▶ _Quoted passage_
Subdivides a given dataset into smaller chunks.

This also adds a field called ‘index’ (DataKeys.index) to the data struct in order to relate the data to the source index.

Example: Given a dataset (ds) that outputs tensors of the shape (10, 3): sub_ds = SubdividingIterableDataset(ds, n_samples_per_batch = 5)

next(iter(sub_ds))[‘key’].shape >> torch.Size([5, 3])

next(DataLoader(sub_ds, batch_size = 4))[‘key’].shape >> torch.size([4,5,3])

Assuming the dataset returns two entries with shape (10,3): [e[‘index’].item() for e in sub_ds] >> [0,0,1,1]

Creates a new Dataset.

Parameters:
  • dataset (Dataset) – The dataset which should be subdivided.

  • n_samples_per_batch (int) – How many samples each batch should contain. The first dimension of dataset[0].shape must be divisible by this number.

  • preprocess_fn (Callable[[list[DictData]], list[DictData]) – Preprocessing function. Defaults to identity.

__getitem__(index)[source]

Indexing is not supported for IterableDatasets.

Return type:

Dict[str, Any]

__iter__()[source]

Iterates over the dataset, supporting distributed sampling.

Return type:

Iterator[Dict[str, Any]]

▶ _Problem requirements_
Give back the part of the dataset documentation word for word, starting with "Assuming the dataset" and going on through "Defaults to identity.".

▶ _Source material_
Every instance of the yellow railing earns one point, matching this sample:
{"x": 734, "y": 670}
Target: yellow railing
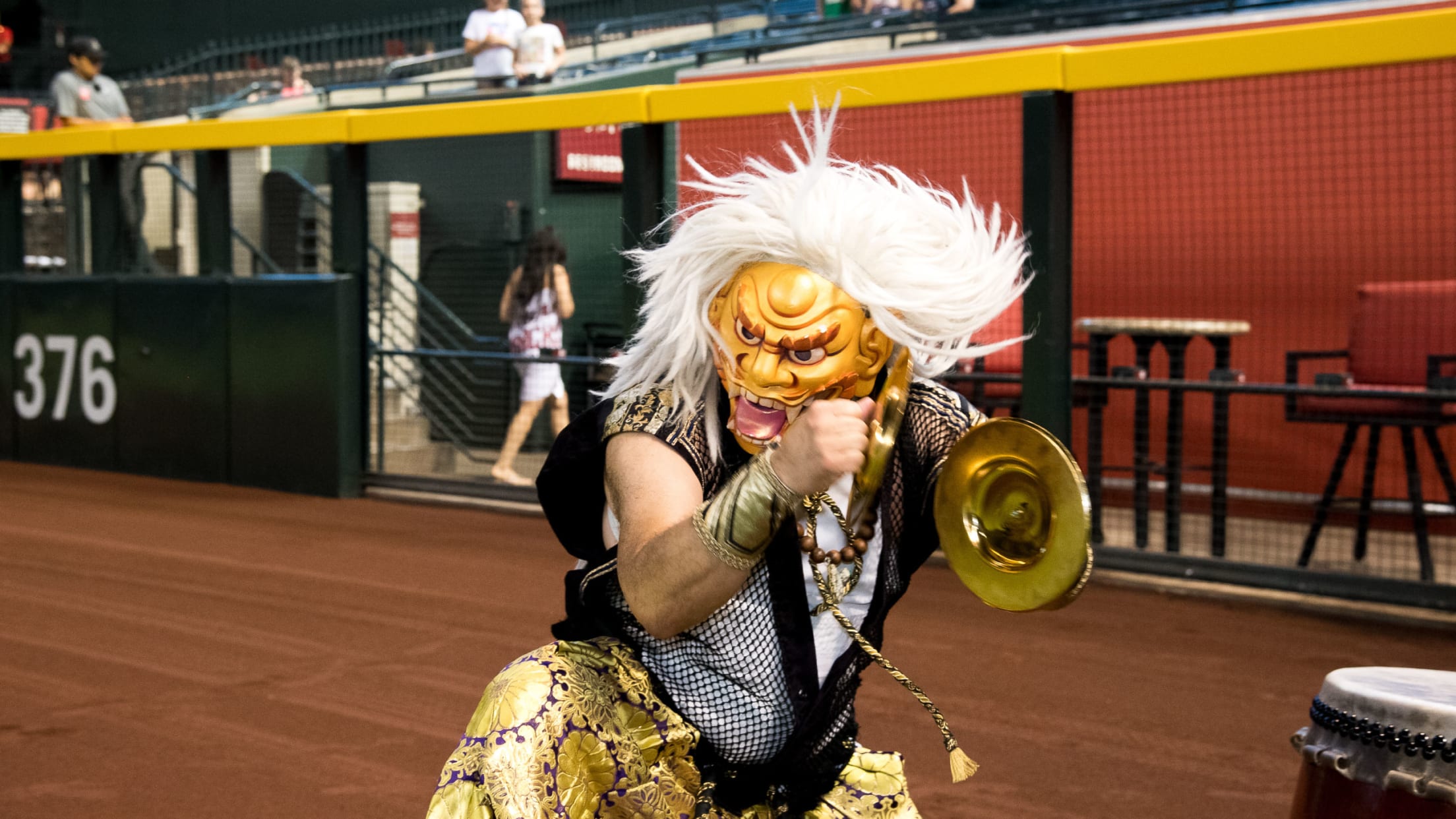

▶ _Task output_
Assuming the dataset returns two entries with shape (10,3): [e[‘index’].item() for e in sub_ds] >> [0,0,1,1]

Creates a new Dataset.

Parameters:
  • dataset (Dataset) – The dataset which should be subdivided.

  • n_samples_per_batch (int) – How many samples each batch should contain. The first dimension of dataset[0].shape must be divisible by this number.

  • preprocess_fn (Callable[[list[DictData]], list[DictData]) – Preprocessing function. Defaults to identity.